→ **SET TASK**: Decide whether each statement below agrees with the album text, answering yes or no and quoting the deciding words of the text. (a) Hearts of the Innocent was produced by Aaron Sprinkle. (b) Hearts of the Innocent is the first record to feature guitarist Ryan Shrout. (c) The album peaked at No. 2 on the Billboard 200.

→ **TEXT PROVIDED**:
^^^^

Studio album by Kutless
- Released: March 21, 2006
- Genre: Christian rock, alternative metal, hard rock
- Length: 44:05
- Label: BEC
- Producer: Aaron Sprinkle

Kutless chronology
| Strong Tower (2005) | Hearts of the Innocent (2006) | Live from Portland (2006) |

= Hearts of the Innocent =

Hearts of the Innocent is the fourth album released by the Christian rock band Kutless. A special edition of this album was also released. It included a DVD with all seven (at the time) of the band's music videos, as well as four bonus acoustic tracks added to the CD. The song "Shut Me Out" was once in the top 5 on ChristianRock.net, and "Somewhere in the Sky" was the 16th most requested song. This is their first record to feature bass player Dave Leutkenhoelter and drummer Jeff Gilbert. It is also the last studio album to feature original guitarist Ryan Shrout, though their live album Live from Portland was his last record of any kind released with the band. The album reached No. 45 on the Billboard 200 chart and No. 2 on the Billboard Top Christian Albums.

^^^^

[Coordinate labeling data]
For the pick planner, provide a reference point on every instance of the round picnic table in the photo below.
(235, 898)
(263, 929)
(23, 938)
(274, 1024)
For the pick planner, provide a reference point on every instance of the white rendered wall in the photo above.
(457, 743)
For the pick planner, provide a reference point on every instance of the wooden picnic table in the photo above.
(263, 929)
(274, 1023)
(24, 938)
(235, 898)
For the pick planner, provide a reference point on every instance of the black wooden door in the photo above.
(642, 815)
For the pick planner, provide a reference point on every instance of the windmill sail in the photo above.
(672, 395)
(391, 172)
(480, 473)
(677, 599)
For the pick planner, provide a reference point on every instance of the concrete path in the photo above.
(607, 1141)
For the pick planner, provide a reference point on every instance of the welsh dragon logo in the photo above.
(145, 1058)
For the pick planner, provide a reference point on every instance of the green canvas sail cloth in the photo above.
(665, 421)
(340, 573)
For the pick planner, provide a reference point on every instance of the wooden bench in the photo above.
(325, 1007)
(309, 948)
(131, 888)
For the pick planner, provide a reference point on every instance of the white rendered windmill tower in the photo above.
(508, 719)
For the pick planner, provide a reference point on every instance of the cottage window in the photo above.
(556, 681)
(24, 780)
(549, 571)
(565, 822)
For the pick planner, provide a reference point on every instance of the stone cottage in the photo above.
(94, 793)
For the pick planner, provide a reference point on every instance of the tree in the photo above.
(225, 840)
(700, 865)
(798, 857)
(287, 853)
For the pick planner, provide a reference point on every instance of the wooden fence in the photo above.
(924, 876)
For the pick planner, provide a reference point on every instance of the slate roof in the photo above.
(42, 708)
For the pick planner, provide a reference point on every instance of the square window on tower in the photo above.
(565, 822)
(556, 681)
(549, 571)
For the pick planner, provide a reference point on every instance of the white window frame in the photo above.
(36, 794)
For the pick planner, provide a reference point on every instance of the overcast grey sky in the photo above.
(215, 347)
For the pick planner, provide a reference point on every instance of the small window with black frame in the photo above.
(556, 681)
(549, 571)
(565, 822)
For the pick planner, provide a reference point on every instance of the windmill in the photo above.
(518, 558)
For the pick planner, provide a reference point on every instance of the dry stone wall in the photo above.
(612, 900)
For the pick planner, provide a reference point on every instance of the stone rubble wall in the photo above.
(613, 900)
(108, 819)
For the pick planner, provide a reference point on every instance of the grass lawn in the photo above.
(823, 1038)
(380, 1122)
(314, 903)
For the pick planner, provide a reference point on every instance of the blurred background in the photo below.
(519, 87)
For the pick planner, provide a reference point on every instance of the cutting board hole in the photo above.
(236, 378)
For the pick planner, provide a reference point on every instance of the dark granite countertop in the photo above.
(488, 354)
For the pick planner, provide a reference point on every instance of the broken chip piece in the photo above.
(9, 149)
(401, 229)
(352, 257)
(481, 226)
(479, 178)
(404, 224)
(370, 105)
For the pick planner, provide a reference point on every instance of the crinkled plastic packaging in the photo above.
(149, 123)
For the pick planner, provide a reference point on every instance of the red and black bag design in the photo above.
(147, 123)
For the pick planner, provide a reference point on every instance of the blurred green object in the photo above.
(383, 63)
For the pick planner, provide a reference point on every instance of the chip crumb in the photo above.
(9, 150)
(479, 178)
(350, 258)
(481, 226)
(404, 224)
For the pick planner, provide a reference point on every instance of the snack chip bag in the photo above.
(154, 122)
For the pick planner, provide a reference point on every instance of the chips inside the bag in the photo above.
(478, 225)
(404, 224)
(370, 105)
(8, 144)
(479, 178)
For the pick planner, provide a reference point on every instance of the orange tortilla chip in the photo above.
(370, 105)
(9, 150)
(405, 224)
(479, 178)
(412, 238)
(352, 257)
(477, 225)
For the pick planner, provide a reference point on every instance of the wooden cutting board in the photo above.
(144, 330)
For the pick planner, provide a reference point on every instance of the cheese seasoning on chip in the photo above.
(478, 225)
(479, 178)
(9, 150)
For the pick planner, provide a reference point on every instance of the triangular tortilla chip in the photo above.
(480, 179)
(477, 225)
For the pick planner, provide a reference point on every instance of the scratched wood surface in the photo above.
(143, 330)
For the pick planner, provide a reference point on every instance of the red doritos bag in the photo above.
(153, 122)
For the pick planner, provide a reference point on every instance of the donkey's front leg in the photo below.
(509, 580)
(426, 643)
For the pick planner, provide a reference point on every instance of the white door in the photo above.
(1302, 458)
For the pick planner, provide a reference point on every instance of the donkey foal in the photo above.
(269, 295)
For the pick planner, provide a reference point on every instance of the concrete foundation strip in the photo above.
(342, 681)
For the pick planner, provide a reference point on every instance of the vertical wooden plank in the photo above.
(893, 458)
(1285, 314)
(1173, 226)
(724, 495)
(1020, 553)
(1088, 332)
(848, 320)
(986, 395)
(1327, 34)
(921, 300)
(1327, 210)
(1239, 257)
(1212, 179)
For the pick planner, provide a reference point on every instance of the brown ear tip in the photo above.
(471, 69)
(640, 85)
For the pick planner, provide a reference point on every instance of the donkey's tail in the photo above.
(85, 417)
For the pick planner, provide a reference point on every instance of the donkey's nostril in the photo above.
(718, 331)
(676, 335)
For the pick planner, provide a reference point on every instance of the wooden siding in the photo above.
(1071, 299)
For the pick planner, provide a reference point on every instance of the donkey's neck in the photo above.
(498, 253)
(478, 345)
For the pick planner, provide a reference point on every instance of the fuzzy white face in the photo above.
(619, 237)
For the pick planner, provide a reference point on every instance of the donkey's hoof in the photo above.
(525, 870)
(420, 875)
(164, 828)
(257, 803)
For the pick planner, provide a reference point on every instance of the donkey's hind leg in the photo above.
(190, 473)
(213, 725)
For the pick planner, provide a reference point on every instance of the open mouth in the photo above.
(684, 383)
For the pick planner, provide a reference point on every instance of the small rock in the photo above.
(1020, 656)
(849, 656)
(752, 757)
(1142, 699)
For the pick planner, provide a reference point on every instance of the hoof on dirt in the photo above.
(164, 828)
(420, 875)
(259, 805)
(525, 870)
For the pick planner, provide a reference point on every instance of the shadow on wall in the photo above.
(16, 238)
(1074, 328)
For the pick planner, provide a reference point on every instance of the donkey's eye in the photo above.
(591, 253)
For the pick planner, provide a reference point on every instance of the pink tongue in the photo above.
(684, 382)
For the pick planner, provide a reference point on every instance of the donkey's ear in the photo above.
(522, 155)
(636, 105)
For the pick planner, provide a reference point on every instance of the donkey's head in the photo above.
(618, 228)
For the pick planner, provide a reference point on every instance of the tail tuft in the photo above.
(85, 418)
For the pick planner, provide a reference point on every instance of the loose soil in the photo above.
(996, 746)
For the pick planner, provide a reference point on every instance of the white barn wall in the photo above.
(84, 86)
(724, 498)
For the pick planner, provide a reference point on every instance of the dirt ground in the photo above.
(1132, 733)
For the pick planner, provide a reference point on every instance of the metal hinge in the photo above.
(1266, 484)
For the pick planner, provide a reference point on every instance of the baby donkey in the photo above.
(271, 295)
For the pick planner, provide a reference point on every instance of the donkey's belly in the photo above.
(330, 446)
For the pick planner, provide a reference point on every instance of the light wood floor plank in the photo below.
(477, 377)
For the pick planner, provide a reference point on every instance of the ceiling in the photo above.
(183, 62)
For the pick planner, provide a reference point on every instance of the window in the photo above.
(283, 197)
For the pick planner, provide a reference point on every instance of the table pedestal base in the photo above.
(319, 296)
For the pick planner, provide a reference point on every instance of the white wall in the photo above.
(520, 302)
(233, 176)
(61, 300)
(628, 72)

^^^^

→ **ANSWER FOR THIS EXERCISE**:
(a) Yes: "Producer: Aaron Sprinkle"
(b) No: "It is also the last studio album to feature original guitarist Ryan Shrout"
(c) No: "The album reached No. 45 on the Billboard 200 chart"